Exercise description:
Go through the records that follow and tally the lines with "football" in them; answer with the number alone.

'''

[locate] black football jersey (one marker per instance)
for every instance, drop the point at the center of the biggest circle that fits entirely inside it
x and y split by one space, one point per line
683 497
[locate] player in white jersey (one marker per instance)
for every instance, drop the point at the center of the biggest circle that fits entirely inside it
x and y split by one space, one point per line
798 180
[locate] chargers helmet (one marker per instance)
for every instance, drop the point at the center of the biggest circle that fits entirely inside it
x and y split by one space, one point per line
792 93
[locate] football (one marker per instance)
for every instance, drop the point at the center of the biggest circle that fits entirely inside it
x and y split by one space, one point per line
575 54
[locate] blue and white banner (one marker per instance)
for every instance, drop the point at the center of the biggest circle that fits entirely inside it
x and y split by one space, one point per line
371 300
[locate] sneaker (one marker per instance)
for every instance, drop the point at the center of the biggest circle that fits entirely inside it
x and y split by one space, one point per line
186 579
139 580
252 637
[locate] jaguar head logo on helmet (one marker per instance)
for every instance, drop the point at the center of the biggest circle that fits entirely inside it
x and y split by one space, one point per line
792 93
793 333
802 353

'''
'''

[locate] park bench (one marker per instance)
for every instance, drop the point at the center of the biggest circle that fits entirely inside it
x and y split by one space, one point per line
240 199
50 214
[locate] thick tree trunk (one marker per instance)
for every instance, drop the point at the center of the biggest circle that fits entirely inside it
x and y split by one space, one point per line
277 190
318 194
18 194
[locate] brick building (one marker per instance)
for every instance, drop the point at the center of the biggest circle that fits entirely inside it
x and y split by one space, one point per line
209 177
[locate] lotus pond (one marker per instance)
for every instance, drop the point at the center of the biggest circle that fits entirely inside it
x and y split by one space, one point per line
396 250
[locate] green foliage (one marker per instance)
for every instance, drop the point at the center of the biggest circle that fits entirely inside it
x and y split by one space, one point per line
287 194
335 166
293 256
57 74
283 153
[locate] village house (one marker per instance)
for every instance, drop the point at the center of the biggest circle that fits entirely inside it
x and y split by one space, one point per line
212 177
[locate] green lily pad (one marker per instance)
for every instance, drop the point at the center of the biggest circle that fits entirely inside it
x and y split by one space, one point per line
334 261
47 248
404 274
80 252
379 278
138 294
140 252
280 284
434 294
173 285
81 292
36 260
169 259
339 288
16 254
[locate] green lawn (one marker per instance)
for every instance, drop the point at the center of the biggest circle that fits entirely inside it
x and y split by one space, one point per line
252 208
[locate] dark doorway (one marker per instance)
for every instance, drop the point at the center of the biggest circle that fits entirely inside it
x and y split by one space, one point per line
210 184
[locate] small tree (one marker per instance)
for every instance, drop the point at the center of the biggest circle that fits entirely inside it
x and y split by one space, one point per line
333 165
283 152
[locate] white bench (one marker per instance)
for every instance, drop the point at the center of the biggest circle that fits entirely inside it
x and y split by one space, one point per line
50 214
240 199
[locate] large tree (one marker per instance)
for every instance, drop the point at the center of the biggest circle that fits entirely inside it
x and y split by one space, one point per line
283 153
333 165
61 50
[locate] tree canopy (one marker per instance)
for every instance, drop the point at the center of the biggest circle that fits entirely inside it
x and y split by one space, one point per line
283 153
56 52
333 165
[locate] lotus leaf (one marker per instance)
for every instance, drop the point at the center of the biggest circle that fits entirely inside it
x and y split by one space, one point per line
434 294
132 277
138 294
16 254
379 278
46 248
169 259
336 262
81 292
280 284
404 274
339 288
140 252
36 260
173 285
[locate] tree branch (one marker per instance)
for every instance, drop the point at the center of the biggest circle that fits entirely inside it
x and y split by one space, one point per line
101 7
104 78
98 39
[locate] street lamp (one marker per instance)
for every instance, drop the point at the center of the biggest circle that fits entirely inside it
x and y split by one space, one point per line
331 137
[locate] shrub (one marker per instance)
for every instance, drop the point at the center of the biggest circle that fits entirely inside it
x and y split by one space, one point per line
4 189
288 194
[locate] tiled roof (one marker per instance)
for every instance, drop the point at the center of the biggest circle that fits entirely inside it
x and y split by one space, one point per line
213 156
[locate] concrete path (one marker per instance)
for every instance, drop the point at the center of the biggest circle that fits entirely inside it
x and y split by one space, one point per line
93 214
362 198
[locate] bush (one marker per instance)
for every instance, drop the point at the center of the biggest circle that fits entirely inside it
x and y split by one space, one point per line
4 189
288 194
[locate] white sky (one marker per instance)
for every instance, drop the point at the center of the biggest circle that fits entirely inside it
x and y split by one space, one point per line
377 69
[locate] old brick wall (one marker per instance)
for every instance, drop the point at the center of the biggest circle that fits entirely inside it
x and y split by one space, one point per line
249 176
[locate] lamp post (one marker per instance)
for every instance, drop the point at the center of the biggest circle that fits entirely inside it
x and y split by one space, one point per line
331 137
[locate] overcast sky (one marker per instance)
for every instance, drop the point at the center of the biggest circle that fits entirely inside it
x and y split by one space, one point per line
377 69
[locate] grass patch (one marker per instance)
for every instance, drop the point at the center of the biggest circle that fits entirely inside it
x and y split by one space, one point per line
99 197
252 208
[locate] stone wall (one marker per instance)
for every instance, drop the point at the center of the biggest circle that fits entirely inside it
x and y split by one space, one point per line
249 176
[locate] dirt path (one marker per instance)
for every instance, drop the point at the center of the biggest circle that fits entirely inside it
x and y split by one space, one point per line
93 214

'''

Answer for this exercise:
2